Excerpts of pointing data
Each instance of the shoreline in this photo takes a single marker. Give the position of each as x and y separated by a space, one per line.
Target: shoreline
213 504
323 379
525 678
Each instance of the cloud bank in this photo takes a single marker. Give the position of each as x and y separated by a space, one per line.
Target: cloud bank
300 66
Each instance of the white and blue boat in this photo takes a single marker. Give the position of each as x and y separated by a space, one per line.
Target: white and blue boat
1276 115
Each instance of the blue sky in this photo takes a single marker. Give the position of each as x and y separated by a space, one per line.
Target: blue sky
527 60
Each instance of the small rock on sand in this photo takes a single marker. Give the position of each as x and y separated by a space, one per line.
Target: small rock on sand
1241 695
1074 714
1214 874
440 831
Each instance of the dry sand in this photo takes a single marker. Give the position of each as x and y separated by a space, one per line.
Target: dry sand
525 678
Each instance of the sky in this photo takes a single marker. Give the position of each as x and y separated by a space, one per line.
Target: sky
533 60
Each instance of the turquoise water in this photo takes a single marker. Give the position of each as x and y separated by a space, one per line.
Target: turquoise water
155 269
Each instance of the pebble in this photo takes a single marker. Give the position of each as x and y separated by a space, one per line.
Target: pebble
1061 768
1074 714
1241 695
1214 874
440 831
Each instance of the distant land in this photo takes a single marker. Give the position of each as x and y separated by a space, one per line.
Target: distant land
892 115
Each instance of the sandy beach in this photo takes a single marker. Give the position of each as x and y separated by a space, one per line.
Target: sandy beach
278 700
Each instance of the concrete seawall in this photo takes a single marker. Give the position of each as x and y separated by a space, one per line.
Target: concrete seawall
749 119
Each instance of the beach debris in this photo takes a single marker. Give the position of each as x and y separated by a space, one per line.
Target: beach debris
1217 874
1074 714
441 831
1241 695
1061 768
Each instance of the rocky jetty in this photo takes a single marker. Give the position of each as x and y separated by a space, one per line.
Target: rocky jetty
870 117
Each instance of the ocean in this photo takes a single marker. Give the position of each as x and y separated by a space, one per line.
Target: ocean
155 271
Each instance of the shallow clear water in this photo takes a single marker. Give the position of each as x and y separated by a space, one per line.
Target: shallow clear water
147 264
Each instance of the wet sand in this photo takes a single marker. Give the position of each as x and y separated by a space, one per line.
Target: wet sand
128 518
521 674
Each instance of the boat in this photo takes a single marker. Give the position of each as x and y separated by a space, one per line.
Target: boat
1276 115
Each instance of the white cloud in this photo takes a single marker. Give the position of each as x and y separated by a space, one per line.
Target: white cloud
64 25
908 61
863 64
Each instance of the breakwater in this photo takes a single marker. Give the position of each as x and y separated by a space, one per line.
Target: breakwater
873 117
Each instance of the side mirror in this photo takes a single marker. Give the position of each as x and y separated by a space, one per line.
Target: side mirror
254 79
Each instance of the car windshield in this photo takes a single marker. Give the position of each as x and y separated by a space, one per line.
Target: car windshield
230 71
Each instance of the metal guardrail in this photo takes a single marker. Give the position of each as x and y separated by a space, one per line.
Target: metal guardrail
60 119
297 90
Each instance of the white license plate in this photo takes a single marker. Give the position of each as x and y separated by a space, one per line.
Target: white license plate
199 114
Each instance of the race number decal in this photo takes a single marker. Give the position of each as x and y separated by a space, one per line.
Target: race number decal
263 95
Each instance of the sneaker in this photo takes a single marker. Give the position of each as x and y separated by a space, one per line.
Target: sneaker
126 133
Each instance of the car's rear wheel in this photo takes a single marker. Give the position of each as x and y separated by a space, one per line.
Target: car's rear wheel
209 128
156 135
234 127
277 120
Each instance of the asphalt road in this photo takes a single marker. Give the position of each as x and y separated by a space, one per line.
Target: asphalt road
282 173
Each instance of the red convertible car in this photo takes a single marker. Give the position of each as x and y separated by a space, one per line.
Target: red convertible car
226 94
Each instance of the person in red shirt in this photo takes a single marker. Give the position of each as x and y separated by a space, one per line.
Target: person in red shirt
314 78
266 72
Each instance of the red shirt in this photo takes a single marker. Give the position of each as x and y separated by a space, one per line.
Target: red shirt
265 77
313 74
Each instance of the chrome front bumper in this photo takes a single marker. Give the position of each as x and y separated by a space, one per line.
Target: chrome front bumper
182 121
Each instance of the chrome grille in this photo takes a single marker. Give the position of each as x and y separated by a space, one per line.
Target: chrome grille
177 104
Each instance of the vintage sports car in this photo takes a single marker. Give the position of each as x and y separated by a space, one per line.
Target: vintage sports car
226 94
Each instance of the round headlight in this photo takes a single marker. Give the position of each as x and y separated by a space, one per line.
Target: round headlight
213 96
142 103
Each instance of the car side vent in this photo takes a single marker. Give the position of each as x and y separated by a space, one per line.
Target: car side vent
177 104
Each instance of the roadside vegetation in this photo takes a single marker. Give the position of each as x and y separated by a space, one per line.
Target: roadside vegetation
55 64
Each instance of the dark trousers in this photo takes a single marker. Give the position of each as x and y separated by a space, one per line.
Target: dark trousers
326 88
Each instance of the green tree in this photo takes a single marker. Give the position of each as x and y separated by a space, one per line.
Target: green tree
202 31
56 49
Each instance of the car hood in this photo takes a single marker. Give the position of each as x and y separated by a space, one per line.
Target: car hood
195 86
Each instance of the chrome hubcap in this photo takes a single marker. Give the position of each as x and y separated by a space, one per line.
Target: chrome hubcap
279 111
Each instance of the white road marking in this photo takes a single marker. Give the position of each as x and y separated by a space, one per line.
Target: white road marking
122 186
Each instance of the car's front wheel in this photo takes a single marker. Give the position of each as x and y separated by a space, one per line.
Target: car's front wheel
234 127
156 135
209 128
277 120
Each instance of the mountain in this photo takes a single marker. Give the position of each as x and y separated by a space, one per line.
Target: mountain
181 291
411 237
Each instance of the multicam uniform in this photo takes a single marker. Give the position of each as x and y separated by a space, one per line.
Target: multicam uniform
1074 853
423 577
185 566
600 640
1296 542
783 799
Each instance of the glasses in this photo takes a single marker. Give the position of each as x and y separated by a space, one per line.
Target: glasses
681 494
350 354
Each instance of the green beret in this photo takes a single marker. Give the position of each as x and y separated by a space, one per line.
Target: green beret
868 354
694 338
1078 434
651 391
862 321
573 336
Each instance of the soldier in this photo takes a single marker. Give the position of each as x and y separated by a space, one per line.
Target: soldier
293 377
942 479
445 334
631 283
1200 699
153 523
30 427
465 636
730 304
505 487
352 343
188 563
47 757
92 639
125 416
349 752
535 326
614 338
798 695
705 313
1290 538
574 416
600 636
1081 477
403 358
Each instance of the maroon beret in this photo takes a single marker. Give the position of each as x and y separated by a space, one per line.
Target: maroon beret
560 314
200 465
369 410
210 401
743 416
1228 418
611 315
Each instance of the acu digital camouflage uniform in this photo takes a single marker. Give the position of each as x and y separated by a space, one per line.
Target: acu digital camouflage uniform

◆ Task brief
Once more, set down the full listing, verbatim.

◆ Output for this exercise
Each instance of the shoreline in this photo takes a single marker. Give the position of each as x and y separated by a space, one per line.
Target: shoreline
213 504
323 379
525 678
Each instance of the cloud bank in this photo takes a single marker. Give the position of each as x and y separated by a space, one per line.
Target: cloud bank
300 66
Each instance of the white and blue boat in this photo takes a single marker. Give the position of each as x and y separated by a space, one per line.
Target: white and blue boat
1276 115
Each instance of the blue sky in this photo takes a single marker. Give the position of each as x and y separated by a space, one per line.
Target: blue sky
527 60
Each instance of the small rock on sand in this photo takes a single marker. Give the position of each as x and y separated by a space, one per line.
Target: small rock on sand
1241 695
1074 714
1214 874
440 831
Each instance of the dry sand in this photo takes a single marker. Give the position of each as x and y separated by a space, one per line.
Target: dry sand
525 678
Each instance of the sky in this photo takes a single marker. Give the position of each as x and y separated by a space, one per line.
Target: sky
533 60
Each instance of the turquoise water in this photo takes a single marker. Give the position of each as x and y separated by a space, one per line.
Target: turquoise water
155 269
Each instance of the pebble in this photo takes a single marker. Give the position of each as x and y separated by a space, one per line.
Target: pebble
1061 768
1074 714
1241 695
1214 874
440 831
Each instance of the distant land in this photo takes a single marker. Give the position of each as x and y separated by a space, one per line.
Target: distant land
892 115
Each instance of the sandy beach in this photo takes a single marker. Give the position of each as x and y separated by a space, one per line.
Target: sandy beach
278 700
Each instance of the concrete seawall in this photo takes a single marker. Give the position of each as x and y separated by a space, one per line.
Target: concrete seawall
749 119
Each instance of the beach debris in this photo takes a single marker. Give the position of each as x and y separated by a space, one per line.
Target: beach debris
1217 874
1074 714
441 831
1241 695
1061 768
Each instance of the rocky jetty in this photo takes a single marker. Give the position of each as x and y separated by a space, one per line.
Target: rocky jetty
870 117
Each instance of the ocean in this photo takes a single marker. Give the position of each as x and y separated by a space, one per line.
Target: ocean
155 271
Each instance of the shallow clear water in this photo takes a single marker. Give the position of each as x and y separated by a space, one per line.
Target: shallow clear water
147 264
Each instance of the wet sand in this photo takes a single marker. Give the position of each as x and y separated by a space, one per line.
Target: wet sand
128 518
521 674
Each instance of the boat in this photo takes a single marker. Give the position of each as x and y separated by a space, one per line.
Target: boat
1276 115
Each instance of the white cloud in this photo takes a single marker. Give the position of each as x and y separated by a space, one per line.
Target: white cloud
64 25
908 61
863 64
Each instance of the breakwater in this photo takes a single marker. Give the position of each as x and y separated by a space, one per line.
Target: breakwater
873 117
Each instance of the side mirror in this photo takes a single marker. Give the position of each as x and y separated by a space, one per line.
Target: side mirror
254 79
Each instance of the car windshield in this photo takes a single marker. Give the position of each as x and y separated by a space, one per line.
Target: car windshield
230 71
Each instance of the metal guardrail in this photo takes a single marker. Give the position of each as x and y separated by a space, one per line.
Target: metal guardrail
60 119
297 90
Each instance of the white license plate in this photo takes a single marker. Give the position of each as x and y separated by a space, one per line.
Target: white license plate
199 114
Each instance of the race number decal in this photo takes a single marker. Give the position of each as x and y separated by a space, one per line.
Target: race number decal
263 95
Each instance of the sneaker in this photo takes a single marker. Give the position of each as x and y separated by a space, one per line.
Target: sneaker
126 133
Each instance of the car's rear wheel in this photo takes a single marker. Give the position of each as x and y separated by a space, one per line.
Target: car's rear wheel
209 128
156 135
234 127
277 120
Each instance of the asphalt road in this photo takes a single marker. Give the position of each as x and y separated by a space, one per line.
Target: asphalt road
282 173
Each instance of the red convertible car in this photo takes a single marker. Give the position of each as x and y separated by a space, one per line.
Target: red convertible car
226 94
Each instance of the person in red shirt in this photo takes a single marker. Give the position of each as x and y separated by a space, one per line.
Target: person in red shirt
314 78
266 72
Each instance of the red shirt in this photo takes a single marker. Give the position of each as x and y separated by a space, one per line.
Target: red shirt
265 77
313 74
Each instance of the chrome front bumper in this photo takes a single marker. Give the position of each as x and y separated by a space, one per line.
Target: chrome front bumper
182 121
Each instance of the chrome grille in this photo takes a single marker. Give the position of each as x and y separated by a space, one per line.
Target: chrome grille
177 104
Each instance of the vintage sports car in this photo takes a single marker. Give the position of each as x and y separated by a space, one per line.
Target: vintage sports car
226 94
Each instance of the round headlight in this photo takes a single marker. Give the position of each as x and y separated by a space, one per line.
Target: round headlight
213 96
142 103
Each instance of the car side vent in this photo takes a single marker. Give the position of each as x and y separated by a space, one per line.
Target: car side vent
177 104
Each instance of the roadside vegetation in this photo takes a single marker. Give the position of each as x and y separated by a space, one per line.
Target: roadside vegetation
55 64
Each instance of the dark trousers in this photo takes a single marker. Give the position of each as x and y separated by a space, one per line.
Target: dark trousers
326 88
Each instance of the green tree in this photo takes a single marker. Give the position of each as x and y separated by a space, one per line.
Target: green tree
202 31
56 49
Each instance of the car hood in this photo takes a single marker. Give the position of each as x and y separated by a space, one per line.
Target: car hood
195 86
Each instance of the chrome hubcap in this photo takes a single marker. Give the position of each as x and y separated by a space, one per line.
Target: chrome hubcap
279 111
Each instance of the white road marking in this photo takes a single marker. Give the position of each as x and y separated by a space, one per line.
Target: white road marking
122 186
Each instance of the car's front wheel in this photo takes a single marker. Give the position of each as x and y separated by a space, one per line.
Target: car's front wheel
234 127
156 135
209 128
277 120
Each instance of the mountain in this photo takes a single marker. Give the position of each as x and y separated by a space, one per line.
Target: mountain
181 291
411 237
Each instance of the multicam uniform in this photo takes a single marker. Give the position of each as x and y separated by a space, one per line.
Target: multicam uniform
1074 853
423 577
185 566
600 640
1296 542
783 799
Each instance of the glasses in this photo takes a single marker. Give the position of each as x and y separated by a space, one per line.
Target: glasses
681 494
350 354
Each instance of the green beret in this photo takes a single marker. Give the position of each as x and y separated by a space, one per line.
Target: green beret
868 354
694 338
1078 434
651 391
862 321
573 336
Each instance of the soldier in this photo takes a single marker. Give the position of each as x and y separated by a space, one per line.
Target: soldier
293 377
942 479
445 334
631 283
1200 699
153 523
30 427
465 636
730 304
505 487
352 343
188 563
47 757
92 639
125 416
349 752
535 326
614 338
798 695
705 313
1290 538
574 416
600 636
1081 477
403 358
Each instance of the maroon beret in this photo takes a single marker. Give the position of each as x and y separated by a space, one per line.
Target: maroon beret
560 314
200 465
369 410
210 401
743 416
1228 418
611 315
Each instance of the acu digital camouflage uniform in this photo takes a single marker. Give the position of each as x and y separated by a space, one per line.
Target: acu digital camouflage uniform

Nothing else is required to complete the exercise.